Exactly the lines from the one containing "If you could mark the distant" through the end of the data below are to be reproduced, and nothing besides them.

______

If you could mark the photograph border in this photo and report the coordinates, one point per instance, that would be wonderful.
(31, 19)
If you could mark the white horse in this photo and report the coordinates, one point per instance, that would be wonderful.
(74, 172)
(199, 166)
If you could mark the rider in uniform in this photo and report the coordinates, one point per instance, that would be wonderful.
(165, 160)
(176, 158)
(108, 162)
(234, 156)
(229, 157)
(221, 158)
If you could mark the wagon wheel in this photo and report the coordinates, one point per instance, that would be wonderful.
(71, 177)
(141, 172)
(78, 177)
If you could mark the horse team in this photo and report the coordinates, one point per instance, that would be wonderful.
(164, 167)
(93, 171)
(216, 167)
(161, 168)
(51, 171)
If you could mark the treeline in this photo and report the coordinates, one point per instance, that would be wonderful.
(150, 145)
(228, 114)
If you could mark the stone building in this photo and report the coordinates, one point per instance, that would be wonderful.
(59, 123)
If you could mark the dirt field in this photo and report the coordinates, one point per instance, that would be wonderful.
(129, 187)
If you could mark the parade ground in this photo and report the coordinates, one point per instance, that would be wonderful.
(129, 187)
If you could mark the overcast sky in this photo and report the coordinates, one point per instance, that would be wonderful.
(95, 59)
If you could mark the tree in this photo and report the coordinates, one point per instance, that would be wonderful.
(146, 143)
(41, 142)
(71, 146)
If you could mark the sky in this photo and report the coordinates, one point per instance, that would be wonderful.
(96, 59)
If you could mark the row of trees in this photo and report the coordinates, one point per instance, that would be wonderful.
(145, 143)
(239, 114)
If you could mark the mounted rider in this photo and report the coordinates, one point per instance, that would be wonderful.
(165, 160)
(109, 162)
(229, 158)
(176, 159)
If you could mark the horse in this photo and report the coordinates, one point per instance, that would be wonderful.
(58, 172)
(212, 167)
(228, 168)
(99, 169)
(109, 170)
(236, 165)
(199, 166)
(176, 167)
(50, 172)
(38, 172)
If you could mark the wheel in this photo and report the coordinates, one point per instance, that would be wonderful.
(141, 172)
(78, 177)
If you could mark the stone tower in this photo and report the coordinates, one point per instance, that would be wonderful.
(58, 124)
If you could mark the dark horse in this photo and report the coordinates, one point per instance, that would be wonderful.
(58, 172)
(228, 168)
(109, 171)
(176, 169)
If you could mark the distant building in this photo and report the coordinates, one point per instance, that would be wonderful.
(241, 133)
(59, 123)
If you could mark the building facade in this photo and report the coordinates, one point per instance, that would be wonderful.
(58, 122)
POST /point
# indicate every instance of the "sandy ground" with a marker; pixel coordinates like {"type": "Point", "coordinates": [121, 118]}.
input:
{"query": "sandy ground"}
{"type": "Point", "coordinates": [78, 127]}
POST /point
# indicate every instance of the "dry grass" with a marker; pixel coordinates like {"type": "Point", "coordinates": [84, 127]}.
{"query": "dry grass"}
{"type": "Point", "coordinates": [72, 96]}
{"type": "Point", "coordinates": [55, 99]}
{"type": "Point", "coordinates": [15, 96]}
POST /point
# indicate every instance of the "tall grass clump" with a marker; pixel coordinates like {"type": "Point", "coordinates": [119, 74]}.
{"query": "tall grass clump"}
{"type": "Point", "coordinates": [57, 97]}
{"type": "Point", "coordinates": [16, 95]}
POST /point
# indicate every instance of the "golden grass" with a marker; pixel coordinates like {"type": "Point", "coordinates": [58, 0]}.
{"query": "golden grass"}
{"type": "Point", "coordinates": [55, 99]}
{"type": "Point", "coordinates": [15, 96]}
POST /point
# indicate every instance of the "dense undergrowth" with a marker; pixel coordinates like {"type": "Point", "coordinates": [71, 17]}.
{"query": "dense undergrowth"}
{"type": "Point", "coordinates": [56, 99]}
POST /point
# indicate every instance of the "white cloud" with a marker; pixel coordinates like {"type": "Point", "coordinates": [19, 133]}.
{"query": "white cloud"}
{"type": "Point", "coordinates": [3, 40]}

______

REPLY TO THE EXERCISE:
If you could mark the distant building in this photo and report the coordinates, one point per instance, that would be wonderful.
(241, 133)
(59, 123)
If you could mark the building facade in this photo and report the coordinates, one point per instance, that would be wonderful.
(58, 122)
POST /point
# indicate every instance of the "sandy ground" with a marker; pixel coordinates like {"type": "Point", "coordinates": [121, 118]}.
input:
{"query": "sandy ground"}
{"type": "Point", "coordinates": [78, 127]}
POST /point
# indicate every instance of the "dry grass" with a marker; pixel coordinates like {"type": "Point", "coordinates": [84, 127]}.
{"query": "dry grass"}
{"type": "Point", "coordinates": [72, 96]}
{"type": "Point", "coordinates": [55, 99]}
{"type": "Point", "coordinates": [15, 96]}
POST /point
# indicate every instance of the "tall grass clump" with a marker; pixel coordinates like {"type": "Point", "coordinates": [119, 74]}.
{"query": "tall grass clump"}
{"type": "Point", "coordinates": [57, 97]}
{"type": "Point", "coordinates": [16, 95]}
POST /point
# indicate every instance of the "golden grass" with a marker; pixel coordinates like {"type": "Point", "coordinates": [58, 0]}.
{"query": "golden grass"}
{"type": "Point", "coordinates": [55, 99]}
{"type": "Point", "coordinates": [15, 96]}
POST /point
# indicate every instance of the "dense undergrowth" with a marker; pixel coordinates like {"type": "Point", "coordinates": [71, 17]}.
{"query": "dense undergrowth"}
{"type": "Point", "coordinates": [56, 99]}
POST /point
# indicate every instance of the "white cloud" with a marker; pixel coordinates like {"type": "Point", "coordinates": [19, 133]}.
{"query": "white cloud"}
{"type": "Point", "coordinates": [3, 40]}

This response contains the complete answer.